TEXT SEGMENT →
· · ·
New shoulder surgery

Monday, February 2, 2009

His cutting edge offers faster healing
Technique aims to improve shoulder surgery

By Sam McManis

smcmanis@sacbee.com

Published: Sunday, Feb. 01, 2009

Think of the innovative shoulder surgery that Sutter Sacramento orthopedic surgeon Alan Hirahara performs, a procedure said to hasten healing for athletes and geriatrics alike, as something akin to sealing a cracked bathtub.

Or, better yet, completing a woodworking project.

“What I’m doing is the same concept as gluing two boards together with nails,” Hirahara says.

Except, of course, that the boards are a patient’s frayed tendons or cartilage, the glue is a viscous fibrin clot made from platelets of the patient’s own blood to enhance healing, and the nails serve as dissolvable anchors.

Now, to extend the metaphor, imagine gluing this board together in a mere slit of a space with an instrument – the arthroscope – no bigger than an average screwdriver.

And as an added degree of difficulty, try doing all that when the surface being worked on is vertical, meaning the “glue” tends to follow gravity and head south.

It is little wonder, then, that shoulder surgery has long proved a challenge for orthopedic surgeons, who say they are seeing more patients with rotator cuff and labrum tears sustained either from manual labor or sports.

In the past, doctors would have had to perform invasive surgery to repair the joint, creating the clot outside the body. A few specialists are trained to sew the tendons back together arthroscopically, which improves recovery, but that procedure heretofore meant not using a fibrin clot – a natural sealant for tissue made from a person’s blood – to bind the tissue back together.
· · ·
DATA PROVIDED →
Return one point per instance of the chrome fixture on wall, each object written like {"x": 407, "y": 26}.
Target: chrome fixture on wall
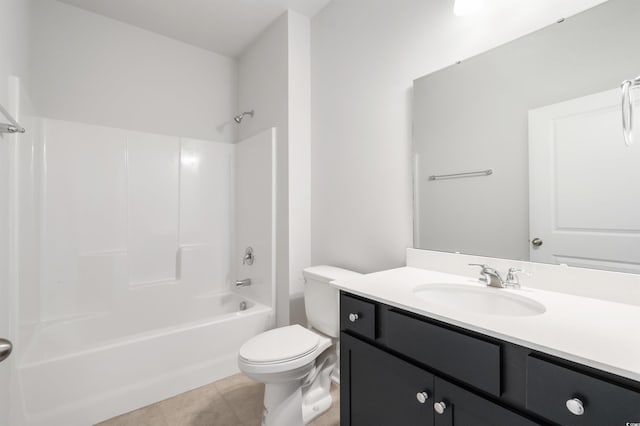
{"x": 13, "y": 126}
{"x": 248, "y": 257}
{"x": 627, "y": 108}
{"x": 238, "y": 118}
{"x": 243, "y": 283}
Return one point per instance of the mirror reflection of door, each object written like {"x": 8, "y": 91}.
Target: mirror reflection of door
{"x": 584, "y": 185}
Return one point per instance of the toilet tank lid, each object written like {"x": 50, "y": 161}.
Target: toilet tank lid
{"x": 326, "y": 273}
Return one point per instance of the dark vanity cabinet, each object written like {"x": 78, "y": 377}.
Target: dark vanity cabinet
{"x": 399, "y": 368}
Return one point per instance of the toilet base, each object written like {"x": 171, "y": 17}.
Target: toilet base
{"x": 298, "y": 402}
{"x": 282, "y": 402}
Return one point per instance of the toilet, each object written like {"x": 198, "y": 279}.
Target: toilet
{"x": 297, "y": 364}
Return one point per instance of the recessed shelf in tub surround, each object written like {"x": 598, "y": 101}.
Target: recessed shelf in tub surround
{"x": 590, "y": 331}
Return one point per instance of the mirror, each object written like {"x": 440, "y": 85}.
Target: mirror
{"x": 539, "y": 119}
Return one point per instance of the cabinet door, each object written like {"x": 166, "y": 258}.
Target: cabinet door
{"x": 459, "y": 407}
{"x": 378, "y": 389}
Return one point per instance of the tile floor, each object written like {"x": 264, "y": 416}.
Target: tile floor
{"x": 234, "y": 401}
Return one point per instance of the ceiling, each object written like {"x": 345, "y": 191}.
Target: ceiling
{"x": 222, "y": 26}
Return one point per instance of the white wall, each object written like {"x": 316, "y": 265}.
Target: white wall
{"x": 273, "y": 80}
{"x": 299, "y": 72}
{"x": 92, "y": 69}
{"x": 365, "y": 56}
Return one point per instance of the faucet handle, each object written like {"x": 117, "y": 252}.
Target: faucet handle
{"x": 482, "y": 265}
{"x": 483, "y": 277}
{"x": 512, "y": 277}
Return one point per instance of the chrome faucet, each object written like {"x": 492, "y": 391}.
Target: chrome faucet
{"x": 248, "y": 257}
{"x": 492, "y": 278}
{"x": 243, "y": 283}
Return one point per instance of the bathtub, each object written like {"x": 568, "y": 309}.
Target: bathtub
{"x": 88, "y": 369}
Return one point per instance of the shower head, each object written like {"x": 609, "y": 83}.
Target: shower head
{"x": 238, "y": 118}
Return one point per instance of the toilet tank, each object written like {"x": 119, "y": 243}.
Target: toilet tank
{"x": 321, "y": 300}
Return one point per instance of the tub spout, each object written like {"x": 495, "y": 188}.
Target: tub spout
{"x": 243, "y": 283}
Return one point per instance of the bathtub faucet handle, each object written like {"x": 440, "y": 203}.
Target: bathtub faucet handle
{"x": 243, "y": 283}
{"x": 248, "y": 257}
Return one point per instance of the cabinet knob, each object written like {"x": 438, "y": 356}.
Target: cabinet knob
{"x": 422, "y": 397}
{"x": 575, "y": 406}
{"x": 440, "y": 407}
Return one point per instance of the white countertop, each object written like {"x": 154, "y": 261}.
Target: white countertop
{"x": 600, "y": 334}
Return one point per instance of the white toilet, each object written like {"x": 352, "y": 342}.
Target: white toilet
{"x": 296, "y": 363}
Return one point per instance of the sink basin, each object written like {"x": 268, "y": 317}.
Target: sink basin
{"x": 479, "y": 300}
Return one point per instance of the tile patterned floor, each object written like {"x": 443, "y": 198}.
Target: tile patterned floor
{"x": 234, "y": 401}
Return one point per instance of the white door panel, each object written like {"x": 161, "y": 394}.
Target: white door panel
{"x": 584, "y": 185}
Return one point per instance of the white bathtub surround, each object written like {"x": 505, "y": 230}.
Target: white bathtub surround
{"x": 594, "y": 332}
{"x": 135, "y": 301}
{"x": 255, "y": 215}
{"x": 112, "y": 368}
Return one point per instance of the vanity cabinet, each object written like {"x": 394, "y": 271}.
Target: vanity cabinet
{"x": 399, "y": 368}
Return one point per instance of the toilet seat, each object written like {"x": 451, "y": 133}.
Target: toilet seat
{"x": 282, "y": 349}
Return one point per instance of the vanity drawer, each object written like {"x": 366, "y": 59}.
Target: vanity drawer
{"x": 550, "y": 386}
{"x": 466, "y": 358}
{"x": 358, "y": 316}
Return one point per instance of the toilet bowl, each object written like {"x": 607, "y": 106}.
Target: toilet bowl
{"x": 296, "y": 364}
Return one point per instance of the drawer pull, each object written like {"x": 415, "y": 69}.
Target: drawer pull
· · ·
BRIEF → In the article on shoulder surgery, what serves as the nails in Hirahara's comparison to gluing two boards together?

EXPECTED OUTPUT → Dissolvable anchors.